# WORK TASK
Each entry shown below is to be reproduced exactly.

Entries taken from a collection
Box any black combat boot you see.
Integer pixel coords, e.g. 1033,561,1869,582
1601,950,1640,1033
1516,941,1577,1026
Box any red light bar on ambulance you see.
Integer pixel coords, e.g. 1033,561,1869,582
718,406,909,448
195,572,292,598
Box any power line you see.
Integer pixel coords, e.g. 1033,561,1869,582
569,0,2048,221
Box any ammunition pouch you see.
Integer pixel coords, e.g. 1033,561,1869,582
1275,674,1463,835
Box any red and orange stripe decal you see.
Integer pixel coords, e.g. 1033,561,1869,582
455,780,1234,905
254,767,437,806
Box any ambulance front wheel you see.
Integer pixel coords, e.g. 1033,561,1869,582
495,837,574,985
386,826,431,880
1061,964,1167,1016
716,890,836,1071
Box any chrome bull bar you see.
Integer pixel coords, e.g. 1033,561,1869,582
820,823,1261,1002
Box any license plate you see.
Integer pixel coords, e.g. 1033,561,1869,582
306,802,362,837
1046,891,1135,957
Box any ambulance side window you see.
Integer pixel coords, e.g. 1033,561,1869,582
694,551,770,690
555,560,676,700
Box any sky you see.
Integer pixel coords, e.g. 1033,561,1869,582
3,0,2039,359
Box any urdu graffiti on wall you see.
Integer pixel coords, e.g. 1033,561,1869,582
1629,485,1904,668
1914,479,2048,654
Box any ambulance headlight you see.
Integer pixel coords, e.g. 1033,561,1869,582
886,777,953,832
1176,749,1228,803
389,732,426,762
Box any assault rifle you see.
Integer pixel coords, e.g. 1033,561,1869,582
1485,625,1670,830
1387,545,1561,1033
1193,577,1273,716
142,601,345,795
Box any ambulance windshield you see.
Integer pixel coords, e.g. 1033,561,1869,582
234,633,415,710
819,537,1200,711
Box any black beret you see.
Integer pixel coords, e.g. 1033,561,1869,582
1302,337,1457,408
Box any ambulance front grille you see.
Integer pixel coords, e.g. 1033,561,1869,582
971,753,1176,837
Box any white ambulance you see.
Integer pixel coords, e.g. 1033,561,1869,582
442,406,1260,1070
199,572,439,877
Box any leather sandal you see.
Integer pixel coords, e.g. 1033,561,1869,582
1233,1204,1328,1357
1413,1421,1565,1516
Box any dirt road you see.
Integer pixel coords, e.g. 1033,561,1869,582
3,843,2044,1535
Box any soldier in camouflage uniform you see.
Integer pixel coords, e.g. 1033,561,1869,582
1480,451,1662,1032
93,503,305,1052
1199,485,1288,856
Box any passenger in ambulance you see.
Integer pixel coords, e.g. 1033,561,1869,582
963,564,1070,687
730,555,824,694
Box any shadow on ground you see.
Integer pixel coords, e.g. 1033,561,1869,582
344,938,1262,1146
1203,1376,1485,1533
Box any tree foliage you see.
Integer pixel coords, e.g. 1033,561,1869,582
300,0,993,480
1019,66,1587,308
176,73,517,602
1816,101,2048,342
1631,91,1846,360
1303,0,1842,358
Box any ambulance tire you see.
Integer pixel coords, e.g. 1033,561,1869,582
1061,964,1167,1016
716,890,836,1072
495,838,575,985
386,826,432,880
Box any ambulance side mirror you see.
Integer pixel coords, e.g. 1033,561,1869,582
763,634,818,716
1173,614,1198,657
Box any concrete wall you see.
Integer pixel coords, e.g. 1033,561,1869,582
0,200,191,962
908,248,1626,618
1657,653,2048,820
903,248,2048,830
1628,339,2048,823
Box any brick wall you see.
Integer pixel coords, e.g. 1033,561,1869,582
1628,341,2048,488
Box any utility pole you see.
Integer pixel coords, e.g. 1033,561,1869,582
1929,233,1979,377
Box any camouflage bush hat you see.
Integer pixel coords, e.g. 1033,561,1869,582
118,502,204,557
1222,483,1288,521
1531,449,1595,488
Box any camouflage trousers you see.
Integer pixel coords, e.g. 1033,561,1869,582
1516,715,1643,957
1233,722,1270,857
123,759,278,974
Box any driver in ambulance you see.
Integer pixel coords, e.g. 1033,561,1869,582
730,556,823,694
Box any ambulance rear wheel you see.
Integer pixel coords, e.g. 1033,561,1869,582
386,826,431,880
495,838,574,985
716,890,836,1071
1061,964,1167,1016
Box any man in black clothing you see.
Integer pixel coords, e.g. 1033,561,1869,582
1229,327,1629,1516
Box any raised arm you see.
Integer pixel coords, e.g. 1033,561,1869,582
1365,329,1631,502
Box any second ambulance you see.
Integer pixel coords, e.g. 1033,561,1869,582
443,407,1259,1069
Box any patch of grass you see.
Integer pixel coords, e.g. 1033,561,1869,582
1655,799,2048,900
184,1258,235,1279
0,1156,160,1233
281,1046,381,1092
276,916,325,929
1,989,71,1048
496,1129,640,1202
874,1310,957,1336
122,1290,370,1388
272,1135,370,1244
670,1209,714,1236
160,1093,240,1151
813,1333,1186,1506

# EXPECTED OUTPUT
Box any black combat boot you see.
Integer pixel coords, e.g. 1033,561,1869,582
1601,950,1640,1033
1516,941,1577,1026
Box any red light bar on ambulance you see.
Integer pixel coords, e.g. 1033,561,1869,582
718,406,909,448
195,572,292,598
Box any power line you see.
Integer pixel coords, e.g. 1033,561,1869,582
569,0,2048,221
Box any ammunition pouch you see.
Integer pixel coords, e.g. 1033,561,1869,582
1275,674,1463,835
Box any red and orange stripe decal you see.
Integer pixel coords, e.g. 1033,561,1869,582
455,780,1234,905
254,767,437,806
Box any ambulance front wheel you see.
Integer pixel coords, e.g. 1033,561,1869,582
495,837,574,985
386,826,431,880
1061,964,1167,1016
716,890,836,1071
Box any chrome bull bar you see.
Integer pixel coords, e.g. 1033,561,1869,582
820,823,1261,1002
Box any license plate you see.
Integer pixel coords, e.g. 1033,561,1869,582
306,802,362,837
1046,891,1135,957
Box any ambulance side window you see.
Integer pixel coords, e.g. 1033,561,1869,582
694,551,770,690
555,560,676,700
Box any sky you see.
Integer pixel coords, e.g. 1033,561,1869,582
3,0,2039,359
Box any urdu graffiti on wall you see.
Integer pixel coords, e.g. 1033,561,1869,582
1629,485,1904,668
1914,479,2048,654
Box any ambulance headlight you see.
Integer pixel coords, e.g. 1033,561,1869,582
886,777,953,832
1176,749,1228,803
389,732,426,762
Box any assault rifle you see.
Integer pixel coords, e.g. 1033,561,1869,582
1485,625,1670,830
1387,545,1561,1033
1193,577,1273,716
142,601,345,795
Box any ambulance windshield you see.
Integer pixel coords, e.g. 1033,561,1869,582
234,633,415,710
819,537,1200,711
Box any black beret you see.
Integer pixel coords, e.g. 1033,561,1869,582
1302,337,1457,408
Box any ambulance front grille you see.
Integer pixel coords, e.g. 1033,561,1869,582
971,753,1176,837
Box any white ambulance you see.
Integer pixel coords, e.g. 1033,561,1869,582
442,406,1260,1070
199,572,439,877
Box any leather sandal you see.
Integer pixel coords, e.g. 1033,561,1869,582
1233,1204,1328,1357
1413,1421,1565,1516
Box any dirt road you see.
Integer pixel coords, e.g. 1033,561,1869,582
3,843,2044,1535
Box any soldier in camouflage uniform you see.
Integer pixel coords, e.g. 1033,561,1869,582
1480,451,1662,1032
93,503,305,1052
1199,485,1288,856
Box any passenger in ambulance you see.
Integer pixel coords, e.g. 1033,561,1869,582
963,564,1070,687
730,555,824,694
Box any shadow on ground you see.
Integer pixel coords, e.g. 1033,561,1869,582
344,938,1262,1146
1203,1376,1485,1533
Box any tree foliage you see.
Integer pixel coords, e.g. 1033,561,1869,582
300,0,993,480
1019,66,1587,308
176,73,517,602
1816,101,2048,342
1631,91,1846,360
1303,0,1842,358
Box any ambulance tire you see.
Integer pixel coords, e.g. 1033,561,1869,582
1061,964,1167,1016
716,890,836,1072
495,838,575,985
386,826,432,880
Box any ambulance side mirror you see.
Integer pixel coords, e.g. 1033,561,1869,582
763,634,818,716
1173,614,1198,657
Box any concrete wall you see.
Integer pixel coords, e.g. 1033,561,1869,582
0,200,191,962
908,248,1626,618
1657,653,2048,820
903,248,2048,830
1628,339,2048,823
Box any brick wall you see.
Integer pixel coords, e.g. 1033,561,1869,582
1628,341,2048,488
Box any utility pole you see.
Integer pixel coords, e.g. 1033,561,1869,582
1929,233,1979,377
Box any camouflage bush hat you see.
Integer pixel coords, e.g. 1033,561,1869,582
118,502,204,557
1222,483,1288,521
1531,449,1595,488
Box any camouflage trousers you see.
Integer pixel coords, e.g. 1033,561,1869,582
1516,715,1643,957
1233,722,1270,857
123,759,278,974
Box any driver in ambulance you see.
Integer pixel coords, e.g. 1033,561,1869,582
730,556,823,694
Box any ambulance rear wheel you see.
Integer pixel coords, e.g. 1033,561,1869,582
386,826,431,880
495,838,574,985
716,890,836,1071
1061,964,1167,1016
Box any man in black clothing you see.
Integer pixel coords, e.g. 1033,561,1869,582
1229,327,1629,1516
Box any raised arm you see.
Integer pixel coords, e.g. 1033,561,1869,582
1365,329,1631,502
Box any second ambulance you see.
Integer pixel coords, e.g. 1033,561,1869,582
443,407,1259,1069
Box any patch of grass you see.
Integer pixel coords, e.g. 1033,561,1869,582
1655,799,2048,900
184,1258,235,1279
0,1156,160,1233
281,1046,381,1092
276,916,325,929
1,989,71,1048
496,1129,640,1202
874,1310,957,1336
122,1290,370,1388
272,1135,370,1244
670,1209,714,1236
160,1093,240,1151
813,1333,1186,1506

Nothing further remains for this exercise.